→ **Problem statement**: Write out every line from the listing below where the string "tower" is found.

→ **Source material**:
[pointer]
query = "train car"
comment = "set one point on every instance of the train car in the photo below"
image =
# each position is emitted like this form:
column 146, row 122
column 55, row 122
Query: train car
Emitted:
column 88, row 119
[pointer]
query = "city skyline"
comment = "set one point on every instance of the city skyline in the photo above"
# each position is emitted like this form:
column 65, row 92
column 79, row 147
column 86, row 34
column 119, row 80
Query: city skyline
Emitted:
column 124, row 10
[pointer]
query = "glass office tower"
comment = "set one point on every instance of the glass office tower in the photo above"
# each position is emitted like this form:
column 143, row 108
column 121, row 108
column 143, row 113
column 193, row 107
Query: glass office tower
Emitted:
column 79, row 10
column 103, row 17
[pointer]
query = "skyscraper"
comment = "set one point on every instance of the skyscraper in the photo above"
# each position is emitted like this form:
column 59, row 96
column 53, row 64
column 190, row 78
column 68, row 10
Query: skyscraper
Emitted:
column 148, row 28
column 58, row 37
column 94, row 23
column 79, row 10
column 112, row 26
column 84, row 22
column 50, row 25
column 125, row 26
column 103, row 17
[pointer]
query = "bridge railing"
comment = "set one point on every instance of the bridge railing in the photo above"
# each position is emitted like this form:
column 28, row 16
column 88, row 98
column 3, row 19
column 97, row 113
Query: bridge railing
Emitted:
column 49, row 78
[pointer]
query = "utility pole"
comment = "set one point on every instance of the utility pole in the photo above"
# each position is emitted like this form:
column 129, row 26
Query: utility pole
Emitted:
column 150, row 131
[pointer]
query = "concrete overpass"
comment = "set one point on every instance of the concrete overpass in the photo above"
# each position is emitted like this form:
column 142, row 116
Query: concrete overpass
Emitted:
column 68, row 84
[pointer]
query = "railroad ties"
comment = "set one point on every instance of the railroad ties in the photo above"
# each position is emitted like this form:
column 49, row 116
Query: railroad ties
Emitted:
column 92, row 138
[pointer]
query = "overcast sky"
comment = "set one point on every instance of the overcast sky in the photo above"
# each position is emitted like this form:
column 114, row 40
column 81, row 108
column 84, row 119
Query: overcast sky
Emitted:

→ **Your solution**:
query = "glass office tower"
comment = "set one point on every instance of the glass office tower in the photo above"
Query: glass office tower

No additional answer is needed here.